Excerpts from point annotation data
------------------------------------------------------------------------

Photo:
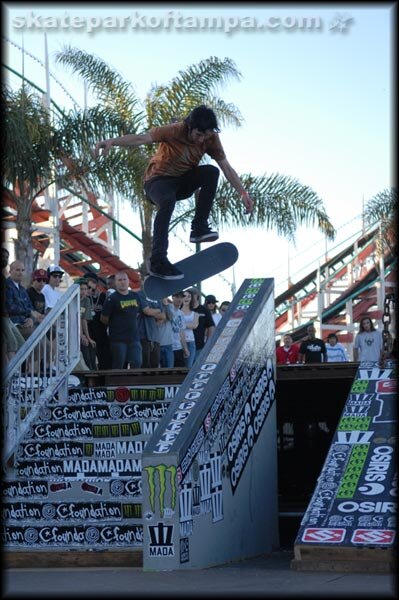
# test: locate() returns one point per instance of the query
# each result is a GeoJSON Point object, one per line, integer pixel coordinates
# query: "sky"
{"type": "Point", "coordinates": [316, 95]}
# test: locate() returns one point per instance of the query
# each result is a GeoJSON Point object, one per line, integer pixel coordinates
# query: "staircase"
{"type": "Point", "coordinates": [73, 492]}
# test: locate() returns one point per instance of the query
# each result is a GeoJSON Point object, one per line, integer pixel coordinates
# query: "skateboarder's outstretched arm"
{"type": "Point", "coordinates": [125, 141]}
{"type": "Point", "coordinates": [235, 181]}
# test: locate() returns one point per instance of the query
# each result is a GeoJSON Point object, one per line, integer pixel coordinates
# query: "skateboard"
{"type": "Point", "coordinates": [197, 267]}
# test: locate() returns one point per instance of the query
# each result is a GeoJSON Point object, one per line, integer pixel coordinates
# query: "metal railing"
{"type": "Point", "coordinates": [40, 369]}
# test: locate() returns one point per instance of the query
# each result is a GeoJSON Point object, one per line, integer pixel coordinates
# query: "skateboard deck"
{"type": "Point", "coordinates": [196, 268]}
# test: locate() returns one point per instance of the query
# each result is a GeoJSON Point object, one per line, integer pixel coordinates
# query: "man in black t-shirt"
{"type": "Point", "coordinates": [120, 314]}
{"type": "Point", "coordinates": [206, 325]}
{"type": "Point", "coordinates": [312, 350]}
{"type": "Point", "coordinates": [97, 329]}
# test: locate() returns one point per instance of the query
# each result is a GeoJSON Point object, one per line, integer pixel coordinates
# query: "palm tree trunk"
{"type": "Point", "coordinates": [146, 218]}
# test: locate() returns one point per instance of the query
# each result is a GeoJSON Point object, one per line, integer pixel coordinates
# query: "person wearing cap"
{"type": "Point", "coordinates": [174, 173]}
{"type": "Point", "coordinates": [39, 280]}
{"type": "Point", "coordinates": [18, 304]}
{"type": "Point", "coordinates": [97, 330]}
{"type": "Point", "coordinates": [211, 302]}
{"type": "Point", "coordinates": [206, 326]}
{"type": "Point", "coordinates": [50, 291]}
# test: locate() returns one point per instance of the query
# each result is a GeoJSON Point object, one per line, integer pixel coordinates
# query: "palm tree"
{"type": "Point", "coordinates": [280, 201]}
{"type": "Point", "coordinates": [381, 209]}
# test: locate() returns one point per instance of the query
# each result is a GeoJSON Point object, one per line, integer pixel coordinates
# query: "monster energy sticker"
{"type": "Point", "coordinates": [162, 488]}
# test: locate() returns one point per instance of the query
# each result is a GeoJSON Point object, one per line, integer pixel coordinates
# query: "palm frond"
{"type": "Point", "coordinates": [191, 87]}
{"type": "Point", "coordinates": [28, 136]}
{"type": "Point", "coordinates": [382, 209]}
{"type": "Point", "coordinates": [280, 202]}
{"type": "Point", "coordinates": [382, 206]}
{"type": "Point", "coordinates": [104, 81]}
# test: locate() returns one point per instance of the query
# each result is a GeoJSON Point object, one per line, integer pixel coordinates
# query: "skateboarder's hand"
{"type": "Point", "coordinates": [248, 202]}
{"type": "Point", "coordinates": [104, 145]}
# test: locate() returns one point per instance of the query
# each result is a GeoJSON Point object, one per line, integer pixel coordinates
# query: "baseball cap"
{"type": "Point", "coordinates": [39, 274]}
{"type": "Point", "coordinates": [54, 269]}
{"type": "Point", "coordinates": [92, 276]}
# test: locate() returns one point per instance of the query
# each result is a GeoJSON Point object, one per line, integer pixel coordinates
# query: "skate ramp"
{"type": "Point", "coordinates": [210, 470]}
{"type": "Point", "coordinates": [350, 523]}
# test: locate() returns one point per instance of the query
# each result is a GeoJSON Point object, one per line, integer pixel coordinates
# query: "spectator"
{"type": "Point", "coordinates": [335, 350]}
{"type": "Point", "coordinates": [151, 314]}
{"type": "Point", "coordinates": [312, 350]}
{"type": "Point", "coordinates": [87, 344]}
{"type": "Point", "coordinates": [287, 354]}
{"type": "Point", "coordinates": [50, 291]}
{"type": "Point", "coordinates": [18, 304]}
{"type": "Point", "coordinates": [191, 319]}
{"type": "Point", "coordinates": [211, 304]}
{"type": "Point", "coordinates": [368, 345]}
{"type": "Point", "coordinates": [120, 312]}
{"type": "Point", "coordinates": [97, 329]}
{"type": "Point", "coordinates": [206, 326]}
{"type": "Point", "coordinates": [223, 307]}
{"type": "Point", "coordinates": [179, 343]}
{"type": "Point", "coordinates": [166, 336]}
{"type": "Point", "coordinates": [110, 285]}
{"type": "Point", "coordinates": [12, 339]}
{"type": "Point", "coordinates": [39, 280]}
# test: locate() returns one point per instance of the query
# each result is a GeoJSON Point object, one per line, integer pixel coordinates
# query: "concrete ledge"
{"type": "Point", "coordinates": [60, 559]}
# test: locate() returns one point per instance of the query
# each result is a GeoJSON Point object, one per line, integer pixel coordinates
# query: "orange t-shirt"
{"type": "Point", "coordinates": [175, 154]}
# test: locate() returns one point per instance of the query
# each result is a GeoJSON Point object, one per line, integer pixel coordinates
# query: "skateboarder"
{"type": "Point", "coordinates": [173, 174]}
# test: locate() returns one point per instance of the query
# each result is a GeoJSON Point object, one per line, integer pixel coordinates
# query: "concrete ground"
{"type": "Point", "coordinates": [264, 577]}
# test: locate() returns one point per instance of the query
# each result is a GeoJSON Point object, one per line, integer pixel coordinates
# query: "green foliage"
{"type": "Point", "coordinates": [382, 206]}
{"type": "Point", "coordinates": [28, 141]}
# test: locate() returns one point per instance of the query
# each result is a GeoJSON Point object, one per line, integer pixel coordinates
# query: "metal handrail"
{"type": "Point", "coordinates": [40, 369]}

------------------------------------------------------------------------

Find every line in the data above that contains the string "metal" and copy those lines.

FINAL ANSWER
# query: "metal railing"
# query: "metal handrail"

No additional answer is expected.